--- TEXTE PRÉSENTÉ ---

La situation réglementaire en Belgique
En Belgique, le Service public fédéral Stratégie & Appui (SPF BOSA), chargé notamment de la transformation digitale du pays, a reconnu l’existence légale de la facture électronique en 2013. Depuis la transposition dans le droit belge de la directive européenne 2010/45/UE, les factures électroniques et papiers sont équivalentes.
Quel que soit son support, une facture est considérée comme telle si et seulement si elle présente les trois caractéristiques fondamentales d’authenticité (elle a bien été émise par le fournisseur de biens ou de services), d’intégrité (son contenu n’a pas été modifié depuis l’instant de son émission) et de lisibilité (les informations doivent être aisément déchiffrables et compréhensibles par l’œil humain).

---

CONSIGNES DE TRAVAIL:
1 > Répondez aux questions suivantes sur le texte consacré à la facture électronique en Belgique :
(a) En quelle année le SPF BOSA a-t-il reconnu l'existence légale de la facture électronique ?
(b) Quelle directive européenne a été transposée dans le droit belge ?
(c) Quelles sont les caractéristiques fondamentales qu'une facture doit présenter ?
2 > Recopiez tel quel le passage du texte sur la facture électronique, depuis « Quel que soit » jusqu'à « par l’œil humain). » inclus.
Les lignes suivantes proviennent d'une autre source que le texte.

--- DONNÉES EXTRAITES ---

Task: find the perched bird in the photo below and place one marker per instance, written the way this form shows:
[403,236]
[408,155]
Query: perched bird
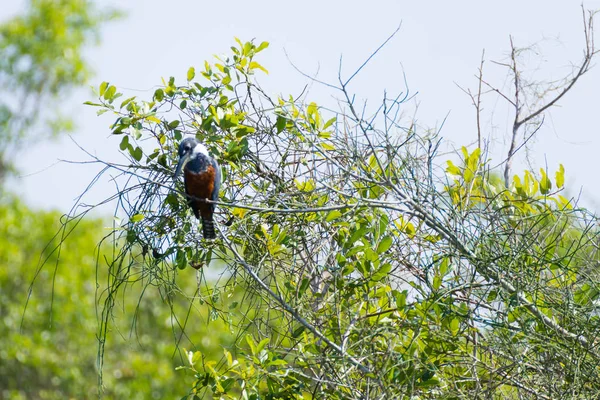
[202,178]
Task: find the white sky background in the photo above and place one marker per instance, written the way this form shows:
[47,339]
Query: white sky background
[440,43]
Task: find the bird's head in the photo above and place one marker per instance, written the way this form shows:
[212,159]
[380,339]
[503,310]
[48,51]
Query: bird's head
[188,149]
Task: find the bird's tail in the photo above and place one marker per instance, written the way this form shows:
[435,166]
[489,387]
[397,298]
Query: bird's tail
[208,228]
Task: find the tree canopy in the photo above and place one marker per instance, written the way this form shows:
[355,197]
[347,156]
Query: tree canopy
[368,265]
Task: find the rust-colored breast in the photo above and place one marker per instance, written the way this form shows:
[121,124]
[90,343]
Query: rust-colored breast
[201,186]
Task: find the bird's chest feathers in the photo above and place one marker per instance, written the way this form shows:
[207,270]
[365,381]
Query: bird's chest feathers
[201,183]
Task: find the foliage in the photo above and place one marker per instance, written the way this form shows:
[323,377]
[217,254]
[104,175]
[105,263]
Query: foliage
[41,59]
[50,350]
[367,270]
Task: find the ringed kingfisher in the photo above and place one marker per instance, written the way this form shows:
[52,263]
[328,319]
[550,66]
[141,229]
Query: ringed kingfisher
[202,179]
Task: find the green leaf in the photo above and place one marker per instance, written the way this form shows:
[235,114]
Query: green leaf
[560,176]
[329,123]
[382,272]
[332,215]
[262,46]
[136,153]
[545,184]
[255,65]
[191,73]
[159,95]
[454,326]
[110,92]
[127,101]
[137,218]
[103,87]
[262,344]
[384,245]
[251,344]
[124,143]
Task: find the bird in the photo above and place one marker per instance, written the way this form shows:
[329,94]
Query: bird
[202,180]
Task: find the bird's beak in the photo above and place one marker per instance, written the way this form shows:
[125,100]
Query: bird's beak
[182,161]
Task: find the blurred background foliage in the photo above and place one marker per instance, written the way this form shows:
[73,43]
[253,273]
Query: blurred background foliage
[54,356]
[50,350]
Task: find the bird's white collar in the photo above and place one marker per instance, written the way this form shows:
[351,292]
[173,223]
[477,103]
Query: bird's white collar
[201,149]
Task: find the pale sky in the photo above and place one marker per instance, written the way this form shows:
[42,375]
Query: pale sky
[440,44]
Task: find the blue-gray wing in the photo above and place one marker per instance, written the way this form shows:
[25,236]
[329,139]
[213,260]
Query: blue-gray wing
[215,193]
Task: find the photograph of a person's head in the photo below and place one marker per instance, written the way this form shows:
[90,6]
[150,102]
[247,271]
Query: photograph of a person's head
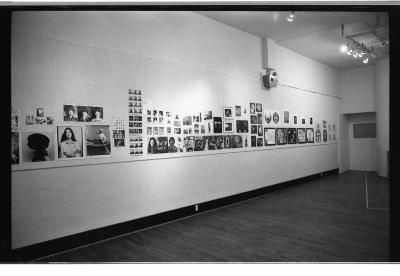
[269,136]
[98,140]
[228,112]
[84,114]
[281,136]
[70,113]
[37,146]
[217,124]
[301,135]
[309,135]
[252,108]
[69,142]
[292,135]
[15,148]
[267,116]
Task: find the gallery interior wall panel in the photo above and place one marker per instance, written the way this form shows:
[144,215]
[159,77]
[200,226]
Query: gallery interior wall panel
[71,196]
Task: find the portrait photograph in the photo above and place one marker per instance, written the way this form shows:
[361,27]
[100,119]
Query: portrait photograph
[267,116]
[15,148]
[228,126]
[98,140]
[252,108]
[301,135]
[70,113]
[217,124]
[275,117]
[258,107]
[269,136]
[242,126]
[228,113]
[238,110]
[37,146]
[281,136]
[70,142]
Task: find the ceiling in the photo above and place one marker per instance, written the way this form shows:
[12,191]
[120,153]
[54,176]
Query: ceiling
[317,35]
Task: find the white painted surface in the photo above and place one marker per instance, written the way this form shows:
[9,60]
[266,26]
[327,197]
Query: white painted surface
[357,90]
[382,113]
[94,59]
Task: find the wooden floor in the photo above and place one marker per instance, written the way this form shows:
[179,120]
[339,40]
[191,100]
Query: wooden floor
[325,220]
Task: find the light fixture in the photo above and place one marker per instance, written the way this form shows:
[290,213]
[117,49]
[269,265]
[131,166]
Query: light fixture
[290,17]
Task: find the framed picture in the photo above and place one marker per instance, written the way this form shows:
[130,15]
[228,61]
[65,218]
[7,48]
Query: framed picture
[309,135]
[269,136]
[98,140]
[228,127]
[70,142]
[301,135]
[252,108]
[292,135]
[228,112]
[281,136]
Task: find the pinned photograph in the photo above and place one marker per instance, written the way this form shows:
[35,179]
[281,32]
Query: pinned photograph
[301,135]
[98,140]
[281,136]
[228,127]
[267,116]
[292,135]
[286,117]
[238,111]
[269,136]
[252,108]
[70,113]
[70,141]
[258,107]
[228,113]
[15,148]
[37,146]
[217,124]
[242,126]
[275,117]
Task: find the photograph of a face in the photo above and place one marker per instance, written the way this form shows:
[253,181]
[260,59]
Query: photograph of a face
[228,126]
[37,146]
[98,140]
[238,110]
[15,148]
[269,136]
[301,135]
[281,136]
[217,124]
[242,126]
[286,117]
[267,116]
[292,135]
[252,108]
[228,112]
[258,107]
[309,135]
[70,142]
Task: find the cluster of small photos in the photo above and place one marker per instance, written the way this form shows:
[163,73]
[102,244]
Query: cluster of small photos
[135,122]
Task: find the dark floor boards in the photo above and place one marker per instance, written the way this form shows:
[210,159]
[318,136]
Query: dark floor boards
[325,220]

---

RÉPONSES:
1 >
(a) En 2013.
(b) La directive 2010/45/UE.
(c) L'authenticité, l'intégrité et la lisibilité.

2 >
Quel que soit son support, une facture est considérée comme telle si et seulement si elle présente les trois caractéristiques fondamentales d’authenticité (elle a bien été émise par le fournisseur de biens ou de services), d’intégrité (son contenu n’a pas été modifié depuis l’instant de son émission) et de lisibilité (les informations doivent être aisément déchiffrables et compréhensibles par l’œil humain).